-------- RECORDS TO PROCESS

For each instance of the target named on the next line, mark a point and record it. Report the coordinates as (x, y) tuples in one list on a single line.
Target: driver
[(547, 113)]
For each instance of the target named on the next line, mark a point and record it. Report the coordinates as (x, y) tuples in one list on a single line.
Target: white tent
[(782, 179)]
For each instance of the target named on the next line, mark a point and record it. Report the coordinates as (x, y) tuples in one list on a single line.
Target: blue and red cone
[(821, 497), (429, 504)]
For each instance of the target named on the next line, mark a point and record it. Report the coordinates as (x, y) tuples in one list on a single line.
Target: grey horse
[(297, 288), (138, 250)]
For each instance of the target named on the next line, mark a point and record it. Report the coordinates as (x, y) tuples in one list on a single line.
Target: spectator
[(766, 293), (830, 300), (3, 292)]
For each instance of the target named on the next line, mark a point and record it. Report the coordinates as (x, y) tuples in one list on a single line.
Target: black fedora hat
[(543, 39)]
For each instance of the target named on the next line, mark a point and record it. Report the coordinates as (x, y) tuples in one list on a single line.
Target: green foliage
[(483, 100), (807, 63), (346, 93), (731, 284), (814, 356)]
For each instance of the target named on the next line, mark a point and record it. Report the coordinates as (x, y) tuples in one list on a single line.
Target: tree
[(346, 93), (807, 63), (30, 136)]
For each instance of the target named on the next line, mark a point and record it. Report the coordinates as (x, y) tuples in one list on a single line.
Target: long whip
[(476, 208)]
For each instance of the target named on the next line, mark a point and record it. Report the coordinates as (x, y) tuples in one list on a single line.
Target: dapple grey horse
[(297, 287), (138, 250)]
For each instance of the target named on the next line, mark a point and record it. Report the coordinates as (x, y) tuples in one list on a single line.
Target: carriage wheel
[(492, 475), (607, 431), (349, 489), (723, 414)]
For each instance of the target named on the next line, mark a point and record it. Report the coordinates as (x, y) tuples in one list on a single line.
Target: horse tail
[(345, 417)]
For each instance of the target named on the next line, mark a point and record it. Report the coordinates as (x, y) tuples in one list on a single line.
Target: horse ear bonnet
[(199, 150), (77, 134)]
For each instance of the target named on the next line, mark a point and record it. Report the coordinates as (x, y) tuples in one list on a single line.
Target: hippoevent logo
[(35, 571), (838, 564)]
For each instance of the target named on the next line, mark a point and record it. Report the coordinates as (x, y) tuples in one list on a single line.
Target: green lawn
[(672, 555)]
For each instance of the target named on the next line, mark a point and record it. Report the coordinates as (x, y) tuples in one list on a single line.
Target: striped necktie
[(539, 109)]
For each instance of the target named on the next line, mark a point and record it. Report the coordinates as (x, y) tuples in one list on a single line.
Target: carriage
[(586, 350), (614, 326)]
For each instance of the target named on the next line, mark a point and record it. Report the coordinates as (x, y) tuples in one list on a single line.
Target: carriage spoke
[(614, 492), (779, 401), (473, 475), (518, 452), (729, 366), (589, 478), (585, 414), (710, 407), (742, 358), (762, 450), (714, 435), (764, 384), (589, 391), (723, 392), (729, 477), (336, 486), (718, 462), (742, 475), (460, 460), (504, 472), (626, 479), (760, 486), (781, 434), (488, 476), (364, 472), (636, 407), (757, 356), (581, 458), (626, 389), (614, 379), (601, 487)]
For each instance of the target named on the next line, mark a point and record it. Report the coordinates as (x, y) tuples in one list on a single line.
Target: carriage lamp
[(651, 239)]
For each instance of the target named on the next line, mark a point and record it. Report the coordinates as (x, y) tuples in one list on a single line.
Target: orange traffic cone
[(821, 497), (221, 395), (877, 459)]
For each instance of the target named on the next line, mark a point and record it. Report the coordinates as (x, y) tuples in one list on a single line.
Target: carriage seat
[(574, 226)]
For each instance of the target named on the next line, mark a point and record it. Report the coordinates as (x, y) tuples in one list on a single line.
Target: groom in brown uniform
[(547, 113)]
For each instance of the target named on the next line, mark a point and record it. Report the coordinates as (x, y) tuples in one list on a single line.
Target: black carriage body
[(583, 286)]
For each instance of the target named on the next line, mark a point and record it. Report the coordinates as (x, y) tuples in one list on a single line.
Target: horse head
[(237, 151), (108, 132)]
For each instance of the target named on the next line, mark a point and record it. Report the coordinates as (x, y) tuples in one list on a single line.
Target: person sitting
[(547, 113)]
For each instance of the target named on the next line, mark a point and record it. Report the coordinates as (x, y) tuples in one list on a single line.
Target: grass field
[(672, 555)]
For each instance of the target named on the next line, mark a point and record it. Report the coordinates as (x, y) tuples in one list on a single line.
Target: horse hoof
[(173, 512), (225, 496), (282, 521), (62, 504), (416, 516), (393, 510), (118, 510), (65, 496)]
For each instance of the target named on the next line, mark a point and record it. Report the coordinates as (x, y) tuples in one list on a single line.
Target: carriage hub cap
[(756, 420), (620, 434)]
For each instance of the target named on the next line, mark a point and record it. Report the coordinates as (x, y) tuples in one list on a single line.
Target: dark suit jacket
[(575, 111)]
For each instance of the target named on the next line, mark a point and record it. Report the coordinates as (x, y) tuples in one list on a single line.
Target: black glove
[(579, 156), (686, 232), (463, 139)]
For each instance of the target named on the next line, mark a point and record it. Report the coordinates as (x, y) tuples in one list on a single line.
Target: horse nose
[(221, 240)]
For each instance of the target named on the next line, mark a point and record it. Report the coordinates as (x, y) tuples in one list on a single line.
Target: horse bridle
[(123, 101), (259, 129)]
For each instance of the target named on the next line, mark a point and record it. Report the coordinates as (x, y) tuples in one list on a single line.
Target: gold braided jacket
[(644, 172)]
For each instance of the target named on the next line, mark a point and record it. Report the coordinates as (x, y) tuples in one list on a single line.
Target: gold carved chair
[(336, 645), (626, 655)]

----------------

TASK OBJECTIVE ▸
Can you reproduce all the records above, swapping "mark a point" for "place a marker" wherever it occurs and leaving everything else unchanged?

SOLUTION TO THIS EXERCISE ▸
For each instance of the target named on the next line, place a marker and record it. Report the coordinates as (x, y) tuples in one list on a single line.
Target: driver
[(547, 113)]
For each instance of the target named on the next line, place a marker and record it. Report the coordinates as (x, y) tuples in one list on a single line.
Target: white tent
[(782, 179)]
For each instance of the target named on the next line, place a marker and record it. Report the coordinates as (x, y) tuples in one list on a single line.
Target: blue and red cone
[(821, 497), (429, 504)]
For each instance of the target named on the next line, place a marker and record it. Report the coordinates as (x, y) tuples in one list on a single line.
Target: grey horse
[(297, 288), (138, 250)]
For each instance of the target named on the next line, place a marker and record it. Report the coordinates as (x, y) tuples in one list on a single line.
Target: spectator
[(766, 293), (830, 300), (3, 292)]
For each instance of the target named on the next line, place a marker and record it. Report the coordinates as (x, y) tuples in one list on a single line.
Target: black fedora hat
[(543, 39)]
For each instance of the target named on the next line, place a marker and record it. Report the coordinates as (x, y) tuples in one list on a single line.
Target: green foliage
[(483, 100), (807, 63), (346, 93), (731, 284), (814, 356)]
For each instance of the target named on the next line, place a marker and record it. Report the coordinates as (x, y) tuples in one list on a single line.
Target: tree
[(346, 93), (807, 63), (30, 136)]
For each instance of the target named on the next line, place a marker and record it. Report the coordinates as (x, y) tuples in one list on a single line.
Target: long whip
[(476, 208)]
For each instance of the target named on the next line, place a marker and record it. Report the coordinates as (x, y) tuples in one list on a single line.
Target: dapple grey horse
[(297, 287), (138, 250)]
For each instance of the target named on the next line, place a marker and record it. Report the coordinates as (x, y) tuples in one list on a single line.
Target: carriage wheel
[(492, 475), (607, 431), (349, 489), (723, 414)]
For each instance of the target named on the next line, place a marker and record it. Report the coordinates as (x, y) tuples in one list on a single line.
Target: horse tail
[(345, 417)]
For each instance of the target named on the next line, place a marker and record it. Report the coordinates as (x, y) tuples in one list on a single line.
Target: horse ear bonnet
[(199, 150), (77, 134)]
For each instance of the target named on the next line, place a marker and record it. Report the coordinates as (x, y) tuples in one list on a single line.
Target: hippoevent logo
[(35, 571), (838, 564)]
For each instance of the target named on the next line, place a marker and record it. Report the coordinates as (x, y) tuples in one list on a single line.
Target: green lawn
[(672, 555)]
For each instance of the target named on the next line, place a marker and record it. Report the coordinates as (x, y) tuples in one list on a single line.
Target: striped necktie
[(539, 109)]
For each instance of the target named on the next line, place a marker and record it. Report the coordinates as (x, y) tuples in one list on a single line.
Target: carriage
[(586, 350), (614, 326)]
For each instance of the target named on the next line, place a marker and record it. Report the coordinates as (x, y) tuples in one list on a single line.
Target: carriage spoke
[(614, 492), (779, 401), (473, 475), (518, 452), (729, 366), (589, 478), (585, 414), (710, 407), (742, 358), (762, 450), (714, 435), (764, 384), (589, 391), (723, 392), (729, 477), (336, 486), (718, 462), (742, 475), (460, 460), (504, 472), (626, 479), (760, 486), (781, 434), (488, 476), (364, 472), (636, 407), (757, 356), (581, 458), (626, 389), (614, 379), (601, 487)]
For each instance of the target named on the next line, place a marker and record it. Report the coordinates as (x, y) tuples in one list on a single line.
Target: carriage lamp
[(651, 239)]
For each instance of the target named on the next line, place a marker and record it. Report the coordinates as (x, y) tuples in one list on a single line.
Target: orange traffic cone
[(821, 497), (221, 395), (877, 459)]
For each instance of the target named on the next line, place a marker and record it. Report the coordinates as (x, y) tuples in one list on a single line.
Target: carriage seat
[(574, 226)]
For each instance of the target named on the next line, place a marker and record it. Report the coordinates as (x, y) tuples in one list on a single line.
Target: groom in brown uniform
[(547, 113)]
For each instance of the target named on the next line, place a marker and record it. Report the coordinates as (x, y) tuples in one list on a single line.
Target: black carriage body
[(583, 286)]
For each instance of the target named on the next line, place a marker and record it. Report the coordinates as (x, y) tuples in one list on a single line.
Target: horse head
[(237, 151), (108, 132)]
For each instance of the target named on the next line, place a marker and record it. Report the coordinates as (x, y) tuples in one list on a single line.
Target: person sitting
[(547, 113)]
For each instance of the target named on the next line, place a marker and record it. Report the coordinates as (x, y) tuples in one list on a single line.
Target: grass field
[(672, 555)]
For each instance of the target named on the next line, place a marker and record it. Report the coordinates as (x, y) tuples in one list on a single line.
Target: horse hoof
[(173, 512), (225, 496), (282, 521), (62, 504), (416, 516), (393, 510), (118, 510), (65, 496)]
For each instance of the target named on the next line, place a marker and record it. Report the coordinates as (x, y) tuples in one list on a single line.
Target: carriage hub cap
[(756, 420), (620, 434)]
For each instance of the target named on the next line, place a marker and record it. Report the coordinates as (x, y) tuples in one list on a single line.
Target: dark suit jacket
[(575, 111)]
For each instance of the target named on the next line, place a marker and record it. Report the coordinates as (x, y) tuples in one list on a single line.
Target: black glove
[(579, 156), (686, 232), (463, 139)]
For each instance of the target named on the next line, place a marker and record it. Report the coordinates as (x, y) tuples in one list on a single line.
Target: horse nose
[(221, 240)]
For each instance of the target named on the next line, place a marker and record it. Report the coordinates as (x, y) tuples in one list on a single line.
Target: horse bridle
[(123, 101), (259, 129)]
For each instance of the target named on the next line, place a marker and record it. Report the coordinates as (x, y) tuples in one list on a single line.
Target: gold braided jacket
[(644, 172)]
For each instance of the target named on the next line, place a marker and record it. Report the coordinates as (x, y) tuples in one list on a single line.
Target: gold carved chair
[(336, 645), (626, 655)]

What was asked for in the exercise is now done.